Would you return every entry, exactly as it is written?

[Records from a data collection]
■ ■ ■ ■ ■
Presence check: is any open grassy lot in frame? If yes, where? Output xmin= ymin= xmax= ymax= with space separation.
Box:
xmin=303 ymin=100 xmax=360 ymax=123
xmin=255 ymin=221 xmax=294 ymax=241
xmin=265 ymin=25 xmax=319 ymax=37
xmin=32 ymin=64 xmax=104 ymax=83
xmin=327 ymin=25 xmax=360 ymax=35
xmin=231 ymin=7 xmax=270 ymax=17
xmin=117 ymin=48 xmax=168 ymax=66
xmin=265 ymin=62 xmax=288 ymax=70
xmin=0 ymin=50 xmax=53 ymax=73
■ ■ ■ ■ ■
■ Result for this task ■
Presence check: is any open grassy lot in frame? If yes, where? Output xmin= ymin= xmax= ymax= with space separation.
Box:
xmin=303 ymin=100 xmax=360 ymax=123
xmin=255 ymin=221 xmax=294 ymax=241
xmin=265 ymin=25 xmax=319 ymax=37
xmin=32 ymin=64 xmax=104 ymax=83
xmin=327 ymin=25 xmax=360 ymax=35
xmin=231 ymin=7 xmax=270 ymax=17
xmin=117 ymin=48 xmax=168 ymax=66
xmin=265 ymin=62 xmax=288 ymax=70
xmin=0 ymin=50 xmax=53 ymax=73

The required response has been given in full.